--- Begin Material provided ---

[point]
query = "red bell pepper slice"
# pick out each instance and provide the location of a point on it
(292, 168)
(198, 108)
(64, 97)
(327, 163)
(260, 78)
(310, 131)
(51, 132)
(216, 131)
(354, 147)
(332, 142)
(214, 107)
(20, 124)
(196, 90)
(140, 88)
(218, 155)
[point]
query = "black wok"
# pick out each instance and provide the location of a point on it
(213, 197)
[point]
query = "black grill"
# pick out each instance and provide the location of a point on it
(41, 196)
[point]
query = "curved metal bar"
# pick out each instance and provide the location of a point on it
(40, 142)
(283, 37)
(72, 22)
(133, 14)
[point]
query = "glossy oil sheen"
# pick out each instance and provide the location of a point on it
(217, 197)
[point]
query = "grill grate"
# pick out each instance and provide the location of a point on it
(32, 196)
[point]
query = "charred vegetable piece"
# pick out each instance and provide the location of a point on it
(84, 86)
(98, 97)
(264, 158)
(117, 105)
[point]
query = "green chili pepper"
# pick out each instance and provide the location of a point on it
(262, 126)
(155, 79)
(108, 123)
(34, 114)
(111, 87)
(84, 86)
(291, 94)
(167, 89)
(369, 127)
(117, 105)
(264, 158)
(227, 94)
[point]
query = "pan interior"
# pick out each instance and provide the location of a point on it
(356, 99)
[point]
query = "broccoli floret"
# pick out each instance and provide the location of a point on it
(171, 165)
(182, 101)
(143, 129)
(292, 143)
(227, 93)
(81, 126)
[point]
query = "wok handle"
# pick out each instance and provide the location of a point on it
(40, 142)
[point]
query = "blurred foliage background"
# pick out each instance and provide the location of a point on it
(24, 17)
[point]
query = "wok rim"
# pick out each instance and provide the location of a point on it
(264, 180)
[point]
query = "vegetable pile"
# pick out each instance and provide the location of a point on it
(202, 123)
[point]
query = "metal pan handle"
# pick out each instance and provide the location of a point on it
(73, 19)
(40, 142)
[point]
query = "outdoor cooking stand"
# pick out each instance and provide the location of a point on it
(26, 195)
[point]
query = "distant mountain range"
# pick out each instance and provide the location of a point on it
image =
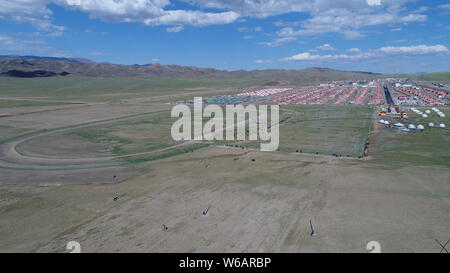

--- End Material provided ---

Work required: Pull out every line of the data above that contains the word "grill". Case counts.

Completed task:
query = "black grill"
query = "grill grate"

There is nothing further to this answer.